─── EXCERPTED PASSAGE ───

Hannah McCarthy: But first, if you want a primer on more Supreme Court decisions, along with a breakdown of every branch of government, our election system, our foundational documents and a history of our main parties. Nick and I took what we learned over many years of getting to know our government and systems and put it into a book. It's called A User's Guide to Democracy How America Works and You Can Get It at Your Bookseller of Choice.
Nick Capodice: And by the way, the cartoons in our book were drawn by the brilliant [00:13:30] Tom Toro, who has just illustrated a children's book called I'm Terrified Of Bathtime. You should check that out while you're at it.
Hannah McCarthy: All right, we're back. Citizens United versus FEC is being argued in the highest court of the land. So, Nick, what is the question they're arguing?
Nick Capodice: Well, at first it's what we call a very narrow question. It's very specific to one moment in time, can Citizens United distribute and advertise Hillary the movie on on demand [00:14:00] cable just before the primary? But as so often is the case, narrow questions can become big, sweeping rulings.

───

> [TO DO]:
According to the Citizens United transcript, who drew the cartoons in the book? The listing that comes next is not needed for this work.

─── DATA SHOWN ───

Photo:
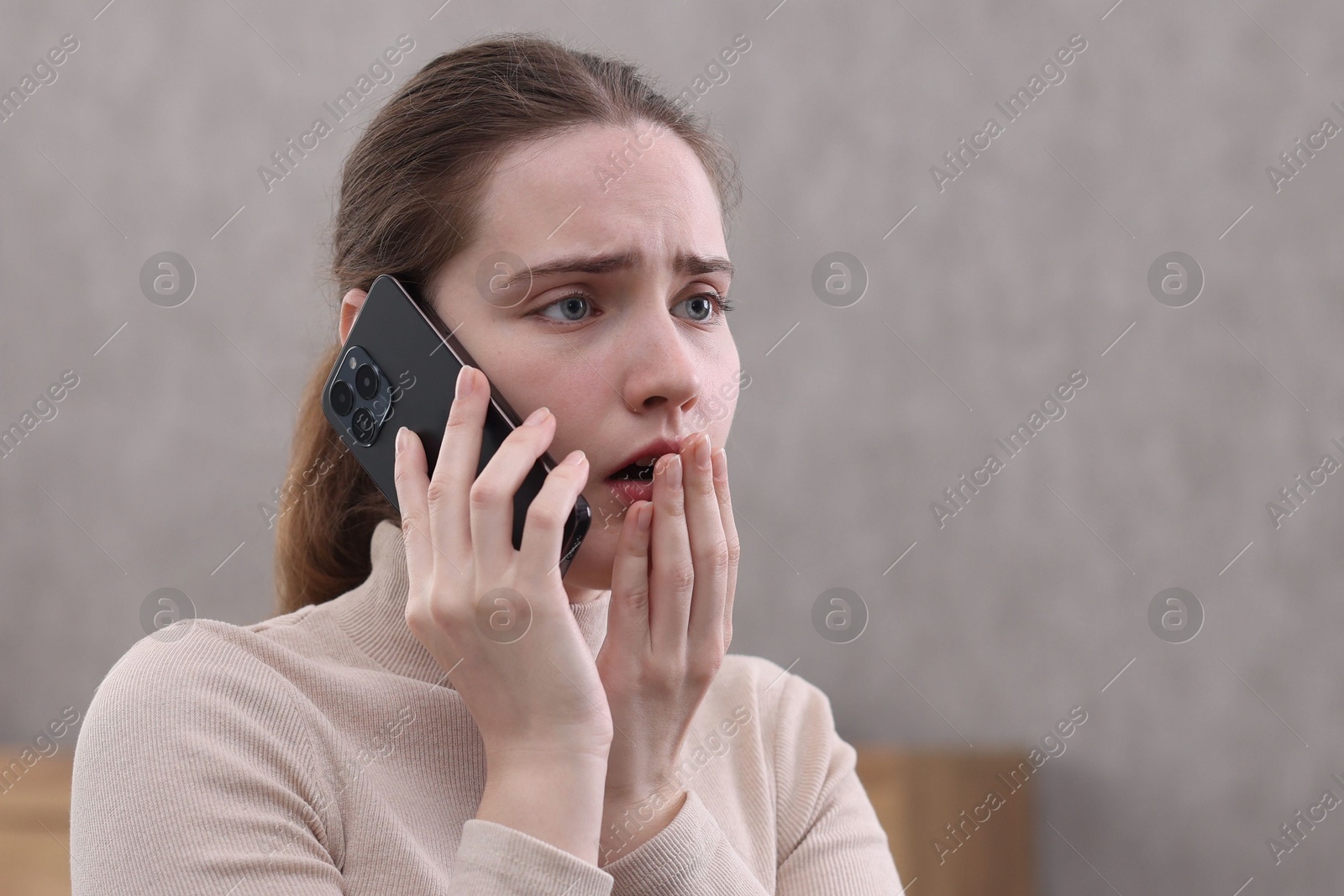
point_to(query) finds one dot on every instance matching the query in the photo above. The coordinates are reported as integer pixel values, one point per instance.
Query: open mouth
(635, 472)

───

> [FINAL RESULT]:
Tom Toro